■ GOAL:
Resume the risk-factor passage below about Bidz.com's new product lines, financing, and stock price, carrying it on after its final bullet point.

■ SELECTION:
Our ability to significantly increase our net sales and maintain and increase our profitability may depend on our ability to successfully introduce and expand new product lines beyond our current offerings. In February 2010, we launched modnique.com, a division that will be focused on online retailing of designer products, entertainment tickets, travel, and other consumer goods through a private sale concept that only sells to invited members. If we offer new product categories in Modnique that are not accepted by consumers, the Bidz.com brand and reputation could be adversely affected, our net sales may fall short of expectations and we may incur substantial expenses that are not offset by increased net sales. Introduction and expansion of new product lines may also strain our management and operational resources.

 

Our business may be impacted by our ability to obtain debt financing for our operations and the unavailability of funding could adversely affect our business.

 

As a result of current economic uncertainties, including with respect to global capital and credit markets and overall economic growth, we may find it more difficult or expensive to secure additional capital or credit to pursue actions we would consider beneficial to us or our shareholders. We have terminated, on April 2, 2010, a revolving line of credit with Bank of America (formerly LaSalle Bank). If we are unable to obtain alternative financing from another lender or lenders in the future, on terms that are acceptable to us, our business, ability to continue operations and financial condition could be adversely impacted.

 

The trading price in our common stock may be volatile and you may lose all or part of your investment.

 

The market price of our common stock has been subject to significant fluctuations and these fluctuations could continue. Some factors that could affect the market price of our common stock are as follows:

 

·                  actual or anticipated changes in our operating results,

 

·                  our stock is subject to short selling and may cause trading in our common stock to be volatile,

 

·                  our stock is subject to margin calls and may cause trading in our common stock to be volatile,

 

·                  changes in research analysts’ recommendations or estimates of financial performance,

 

·                  changes in market valuation of similar companies, economic and general market conditions,

 

·                  announcements of significant contracts, company developments, commercial relationships, banking credit facilities, capital commitments, acquisitions or joint ventures,

 

·                  issuance of additional shares of common stock or other securities, and

 

·                  intellectual property or litigation developments.

■ DATA LISTING:
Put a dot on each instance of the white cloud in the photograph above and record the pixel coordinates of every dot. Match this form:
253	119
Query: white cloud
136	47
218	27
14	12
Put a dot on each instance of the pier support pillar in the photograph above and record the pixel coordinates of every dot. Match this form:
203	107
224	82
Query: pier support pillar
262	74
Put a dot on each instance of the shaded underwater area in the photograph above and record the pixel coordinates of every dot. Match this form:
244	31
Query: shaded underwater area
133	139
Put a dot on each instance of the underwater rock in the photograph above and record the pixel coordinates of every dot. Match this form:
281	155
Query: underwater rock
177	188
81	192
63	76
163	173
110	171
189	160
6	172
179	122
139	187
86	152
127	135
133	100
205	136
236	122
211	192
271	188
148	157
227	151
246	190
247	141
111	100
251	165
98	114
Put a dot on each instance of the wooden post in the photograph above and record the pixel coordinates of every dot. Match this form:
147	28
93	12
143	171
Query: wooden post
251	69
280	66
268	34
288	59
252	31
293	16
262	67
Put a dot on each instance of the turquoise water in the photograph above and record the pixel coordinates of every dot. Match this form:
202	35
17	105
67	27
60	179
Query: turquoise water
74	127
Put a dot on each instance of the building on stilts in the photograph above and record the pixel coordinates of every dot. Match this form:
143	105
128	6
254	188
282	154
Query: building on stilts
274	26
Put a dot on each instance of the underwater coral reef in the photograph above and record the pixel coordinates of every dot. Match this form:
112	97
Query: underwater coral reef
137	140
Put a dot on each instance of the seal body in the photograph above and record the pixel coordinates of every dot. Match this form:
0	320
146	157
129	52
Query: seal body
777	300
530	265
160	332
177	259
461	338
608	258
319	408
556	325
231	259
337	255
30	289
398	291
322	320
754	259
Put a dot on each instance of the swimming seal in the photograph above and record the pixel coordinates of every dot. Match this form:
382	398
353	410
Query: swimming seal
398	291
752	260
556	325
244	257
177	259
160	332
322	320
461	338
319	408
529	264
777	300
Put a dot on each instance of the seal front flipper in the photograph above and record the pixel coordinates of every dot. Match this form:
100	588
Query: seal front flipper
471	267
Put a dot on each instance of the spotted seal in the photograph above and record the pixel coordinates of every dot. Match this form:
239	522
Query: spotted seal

■ ANSWER TO THIS PROBLEM:
 

Trading in our common stock may experience significant price and volume fluctuations and adversely affect the trading price of our common stock. Following periods of volatility in the market price of a public company’s securities, securities class action litigation has often been instituted against that company. Such litigation could result in substantial cost and a diversion of management’s attention and resources. See Item 1, Legal Proceedings, above.

 

Repurchases of our common stock may not prove to be the best use of our cash resources.

 

We have and plan to continue to repurchase shares of our common stock. Since the inception of our share repurchase program in June 2007, through September 30, 2010, we have repurchased 5.6 million shares for a total of approximately $21.0 million. Our board of directors authorized the repurchase of up to $33.5 million of our common stock and a total of $12.5 million remains available for repurchases. These repurchases and any repurchases we may make in the future may not prove to be at optimal prices and our use of cash for the stock repurchase program may not prove to be the best use of our cash resources and may adversely impact our future liquidity.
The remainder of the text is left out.